[Extracted data entries]
###

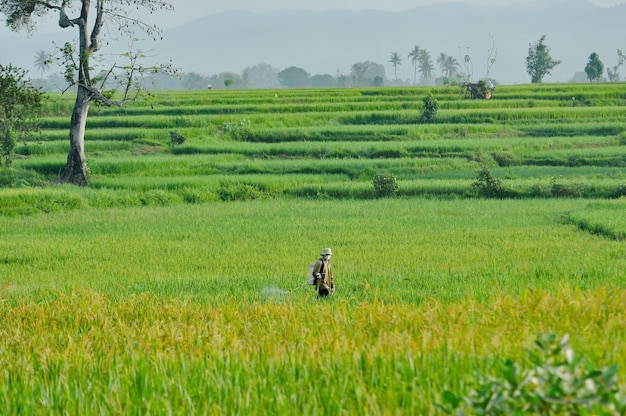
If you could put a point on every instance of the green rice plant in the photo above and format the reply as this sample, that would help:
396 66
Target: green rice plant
604 219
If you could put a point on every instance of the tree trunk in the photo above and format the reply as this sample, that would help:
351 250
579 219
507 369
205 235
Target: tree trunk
75 172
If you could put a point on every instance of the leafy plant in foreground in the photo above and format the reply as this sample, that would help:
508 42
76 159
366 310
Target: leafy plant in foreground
557 383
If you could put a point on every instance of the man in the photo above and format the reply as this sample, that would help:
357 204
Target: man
323 274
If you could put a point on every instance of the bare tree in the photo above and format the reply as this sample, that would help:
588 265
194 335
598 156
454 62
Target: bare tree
414 57
21 14
395 60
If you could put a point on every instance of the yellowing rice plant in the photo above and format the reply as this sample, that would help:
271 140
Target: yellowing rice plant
143 354
186 309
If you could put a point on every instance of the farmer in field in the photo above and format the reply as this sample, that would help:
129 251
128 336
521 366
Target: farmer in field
323 274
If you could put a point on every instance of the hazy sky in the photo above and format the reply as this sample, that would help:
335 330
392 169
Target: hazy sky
185 10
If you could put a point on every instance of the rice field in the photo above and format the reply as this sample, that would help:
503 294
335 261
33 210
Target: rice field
175 283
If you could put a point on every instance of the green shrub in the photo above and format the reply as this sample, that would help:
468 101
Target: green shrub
240 131
487 185
385 185
177 138
430 106
556 382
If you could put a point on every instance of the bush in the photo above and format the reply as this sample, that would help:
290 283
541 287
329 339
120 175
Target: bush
177 138
429 108
240 130
385 185
487 185
557 383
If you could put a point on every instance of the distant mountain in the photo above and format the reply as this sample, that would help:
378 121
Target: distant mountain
331 41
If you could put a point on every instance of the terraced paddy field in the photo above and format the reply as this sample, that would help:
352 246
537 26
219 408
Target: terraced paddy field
173 284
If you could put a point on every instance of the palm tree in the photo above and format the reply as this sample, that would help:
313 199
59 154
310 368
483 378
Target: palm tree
414 57
426 65
42 61
395 61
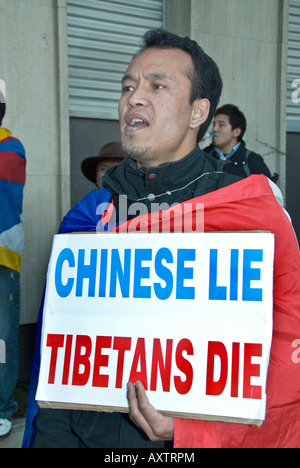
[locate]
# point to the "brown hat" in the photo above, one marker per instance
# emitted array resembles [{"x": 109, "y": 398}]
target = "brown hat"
[{"x": 108, "y": 151}]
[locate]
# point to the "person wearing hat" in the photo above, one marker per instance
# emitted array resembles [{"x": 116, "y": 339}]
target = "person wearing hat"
[{"x": 94, "y": 167}]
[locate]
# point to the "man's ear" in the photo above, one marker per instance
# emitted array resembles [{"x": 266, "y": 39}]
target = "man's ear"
[{"x": 200, "y": 112}]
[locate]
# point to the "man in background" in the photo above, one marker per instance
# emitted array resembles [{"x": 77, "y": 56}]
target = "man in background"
[
  {"x": 228, "y": 145},
  {"x": 12, "y": 180},
  {"x": 94, "y": 167}
]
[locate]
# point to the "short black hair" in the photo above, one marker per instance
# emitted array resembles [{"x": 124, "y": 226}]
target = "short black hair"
[
  {"x": 236, "y": 118},
  {"x": 206, "y": 81},
  {"x": 2, "y": 111}
]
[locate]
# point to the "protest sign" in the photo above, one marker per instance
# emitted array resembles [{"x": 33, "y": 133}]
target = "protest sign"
[{"x": 189, "y": 315}]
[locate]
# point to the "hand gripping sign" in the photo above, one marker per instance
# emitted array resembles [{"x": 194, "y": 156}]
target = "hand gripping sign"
[{"x": 189, "y": 315}]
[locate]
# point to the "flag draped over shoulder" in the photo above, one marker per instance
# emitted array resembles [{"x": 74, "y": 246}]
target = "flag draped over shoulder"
[{"x": 246, "y": 205}]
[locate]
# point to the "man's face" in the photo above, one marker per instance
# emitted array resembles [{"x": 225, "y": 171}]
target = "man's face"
[
  {"x": 154, "y": 109},
  {"x": 225, "y": 138}
]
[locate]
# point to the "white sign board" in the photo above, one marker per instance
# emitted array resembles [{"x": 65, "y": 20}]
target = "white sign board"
[{"x": 190, "y": 315}]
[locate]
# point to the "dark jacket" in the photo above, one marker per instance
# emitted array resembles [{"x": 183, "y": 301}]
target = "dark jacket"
[{"x": 242, "y": 163}]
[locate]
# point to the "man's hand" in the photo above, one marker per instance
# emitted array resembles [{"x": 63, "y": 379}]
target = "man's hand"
[{"x": 155, "y": 425}]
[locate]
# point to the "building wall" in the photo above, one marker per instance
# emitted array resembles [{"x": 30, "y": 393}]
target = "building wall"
[
  {"x": 33, "y": 64},
  {"x": 248, "y": 41}
]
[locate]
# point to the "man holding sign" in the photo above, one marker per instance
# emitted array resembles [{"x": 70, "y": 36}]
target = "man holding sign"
[{"x": 169, "y": 94}]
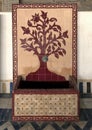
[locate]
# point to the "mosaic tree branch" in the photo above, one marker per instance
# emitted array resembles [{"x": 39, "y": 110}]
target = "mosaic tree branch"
[{"x": 44, "y": 36}]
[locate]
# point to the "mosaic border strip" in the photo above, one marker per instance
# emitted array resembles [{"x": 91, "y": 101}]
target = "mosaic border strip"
[{"x": 50, "y": 92}]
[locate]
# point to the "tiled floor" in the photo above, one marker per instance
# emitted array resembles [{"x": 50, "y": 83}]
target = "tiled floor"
[{"x": 6, "y": 123}]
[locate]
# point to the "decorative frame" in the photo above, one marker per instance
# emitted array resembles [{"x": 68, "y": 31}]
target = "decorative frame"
[{"x": 16, "y": 8}]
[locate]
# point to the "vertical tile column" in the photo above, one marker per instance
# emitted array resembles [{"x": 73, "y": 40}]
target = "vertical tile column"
[{"x": 6, "y": 67}]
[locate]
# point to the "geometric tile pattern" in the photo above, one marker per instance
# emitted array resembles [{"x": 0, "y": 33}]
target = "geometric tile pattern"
[
  {"x": 6, "y": 114},
  {"x": 48, "y": 104},
  {"x": 6, "y": 123},
  {"x": 86, "y": 125}
]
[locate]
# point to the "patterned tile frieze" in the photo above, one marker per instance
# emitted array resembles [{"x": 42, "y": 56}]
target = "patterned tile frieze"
[
  {"x": 49, "y": 105},
  {"x": 85, "y": 125}
]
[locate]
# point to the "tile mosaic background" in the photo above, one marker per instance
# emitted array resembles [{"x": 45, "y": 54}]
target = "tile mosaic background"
[
  {"x": 86, "y": 112},
  {"x": 83, "y": 5}
]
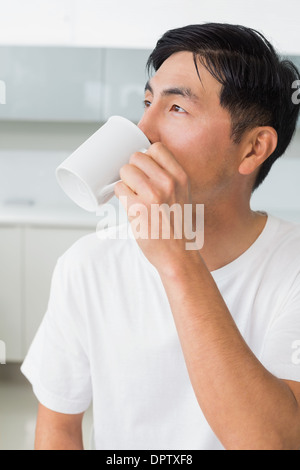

###

- _YOUR OBJECTIVE_:
Please retype all the entries word for word, omitting the pictures.

- _ANSWER SECTION_:
If you could put a point on every instance of the green rice plant in the photo above and format the reply as this sample, that would help:
396 66
Target: green rice plant
604 219
If you could put a point on every instance of the tree trunk in the photo above and format the reply as this sample, that would help:
351 250
579 219
507 369
205 235
Target: tree trunk
75 172
If you could put a point on every instance of the leafy plant in foreground in the photo above and format the reply as this sample, that would help:
508 42
76 159
366 310
Target: leafy plant in foreground
557 383
If you could put a point on every instance of the man in the photo above and format the reply as this sample, that would help:
357 204
Target: man
323 274
If you could put a point on every instance of the bare tree in the photo above and format the reply as this sample, that would help:
588 265
194 335
598 156
454 62
Target: bare tree
414 57
21 14
395 60
If you could put a point on every instance of the yellowing rice plant in the photo above and format the reply as this sample, that would help:
271 140
Target: yellowing rice plant
143 354
186 309
If you could put a point on every instance of the farmer in field in the photo above and format the reply as this sample, that would help:
129 251
128 336
521 366
Target: farmer in field
323 274
If you could put a point on every instance of the hazy sky in the photo above and format the reply as this sample, that would help:
335 330
392 169
Target: hazy sky
185 10
If you could put a point on every instance of the rice field in the photo above and format the reply as this sample, that would help:
503 294
335 261
33 210
Target: rice field
175 283
If you could put a point on every instance of the green shrub in the photo above and format the reply as this sample, that would help:
468 101
Target: green shrub
240 131
487 185
385 185
177 138
430 106
556 382
If you could put a point on every instance of the bush in the photo above and format the reply as this sample, that would help:
290 283
541 287
329 339
120 175
Target: bush
177 138
429 108
240 130
385 185
487 185
557 383
If you could put a point on every instance of the distant mountain in the photo above and format the reply as this sample, that would help:
378 121
Target: distant mountain
331 41
If you could put a point on every instance of the terraced paddy field in the photo above and format the reply as this sample, that would help:
352 246
537 26
219 408
Target: terraced paddy field
173 284
If you could put a point on every instance of the palm tree in the photo above and format the reply as this sample, that would help:
313 199
59 154
310 368
483 378
Target: palm tree
414 57
426 65
42 61
395 61
[locate]
# point to the "brown hat" in the photo above, one marker per instance
# emitted array resembles [{"x": 109, "y": 398}]
target = "brown hat"
[{"x": 108, "y": 151}]
[locate]
# point to the "person wearing hat" in the photo above, one marker per instance
# emitted array resembles [{"x": 116, "y": 339}]
target = "person wearing hat"
[{"x": 94, "y": 167}]
[locate]
# point to the "man's ear" in the photo above, one marker per instance
# emitted array resembles [{"x": 266, "y": 39}]
target = "man's ear"
[{"x": 200, "y": 112}]
[locate]
# point to the "man in background" in the photo above, one marker per instance
# emitted array resembles [{"x": 77, "y": 56}]
target = "man in background"
[
  {"x": 228, "y": 145},
  {"x": 12, "y": 180},
  {"x": 94, "y": 167}
]
[locate]
# point to the "short black hair" in the photo above, one marker per instance
# emitted array resembles [{"x": 124, "y": 226}]
target = "short black hair"
[
  {"x": 236, "y": 118},
  {"x": 206, "y": 81},
  {"x": 2, "y": 111}
]
[locate]
# point to the "protest sign" in the photo above, one marker per instance
# emitted array resembles [{"x": 33, "y": 133}]
target = "protest sign"
[{"x": 189, "y": 315}]
[locate]
# point to the "hand gripping sign" in the photo above, one marker per instance
# emitted array resembles [{"x": 194, "y": 156}]
target = "hand gripping sign"
[{"x": 189, "y": 315}]
[locate]
# point to the "flag draped over shoulder" in the photo above, one marker per instance
# emitted array resembles [{"x": 74, "y": 246}]
target = "flag draped over shoulder"
[{"x": 246, "y": 205}]
[locate]
# point to the "man's face" in the photo above, one marker per instance
# emitted array resembles [{"x": 225, "y": 171}]
target = "man's face"
[
  {"x": 154, "y": 109},
  {"x": 225, "y": 138}
]
[locate]
# point to the "white sign board" in the photo above, one marker per instance
# emitted array resembles [{"x": 65, "y": 20}]
target = "white sign board"
[{"x": 190, "y": 315}]
[locate]
# point to the "dark jacket" in the photo above, one marker per instance
# emitted array resembles [{"x": 183, "y": 301}]
target = "dark jacket"
[{"x": 242, "y": 163}]
[locate]
# point to the "man's hand" in the photo above, one marker per instance
# emitted array resembles [{"x": 63, "y": 379}]
target = "man's hand"
[{"x": 155, "y": 425}]
[locate]
# point to the "building wall" in the photo above, one marker per instance
# emitted array resembles [{"x": 30, "y": 393}]
target = "building wall"
[
  {"x": 33, "y": 64},
  {"x": 248, "y": 41}
]
[locate]
# point to the "man holding sign" in the photo above, one marker per instance
# emitted array resembles [{"x": 70, "y": 36}]
target = "man holding sign"
[{"x": 169, "y": 94}]
[locate]
# point to the "mosaic tree branch" in the photo above, one marker per instance
# emitted array resembles [{"x": 39, "y": 110}]
target = "mosaic tree branch"
[{"x": 44, "y": 36}]
[locate]
# point to the "mosaic border strip" in the photo above, one marker per instance
# emitted array resembles [{"x": 91, "y": 101}]
target = "mosaic border strip"
[{"x": 50, "y": 92}]
[locate]
# point to the "tiled floor" in the photo above, one marker per instance
# emitted array resembles [{"x": 50, "y": 83}]
target = "tiled floor"
[{"x": 6, "y": 123}]
[locate]
# point to the "decorative frame" in the photo above, one marker per instance
# emitted array resembles [{"x": 68, "y": 31}]
target = "decorative frame"
[{"x": 16, "y": 8}]
[locate]
# point to the "vertical tile column" in the photo above, one marker per instance
# emitted array resembles [{"x": 73, "y": 40}]
target = "vertical tile column"
[{"x": 6, "y": 67}]
[locate]
# point to the "geometric tile pattern" in the photo above, one marker per instance
# emitted array resembles [{"x": 0, "y": 33}]
target = "geometric tile pattern"
[
  {"x": 6, "y": 114},
  {"x": 48, "y": 104},
  {"x": 6, "y": 123},
  {"x": 86, "y": 125}
]
[locate]
# point to the "patterned tile frieze" in the photo above, one marker per instance
# emitted array resembles [{"x": 42, "y": 56}]
target = "patterned tile frieze"
[
  {"x": 49, "y": 105},
  {"x": 85, "y": 125}
]
[locate]
# point to the "tile mosaic background" in the photo above, one marker per instance
# emitted array resembles [{"x": 45, "y": 54}]
target = "tile mosaic background"
[
  {"x": 86, "y": 112},
  {"x": 83, "y": 5}
]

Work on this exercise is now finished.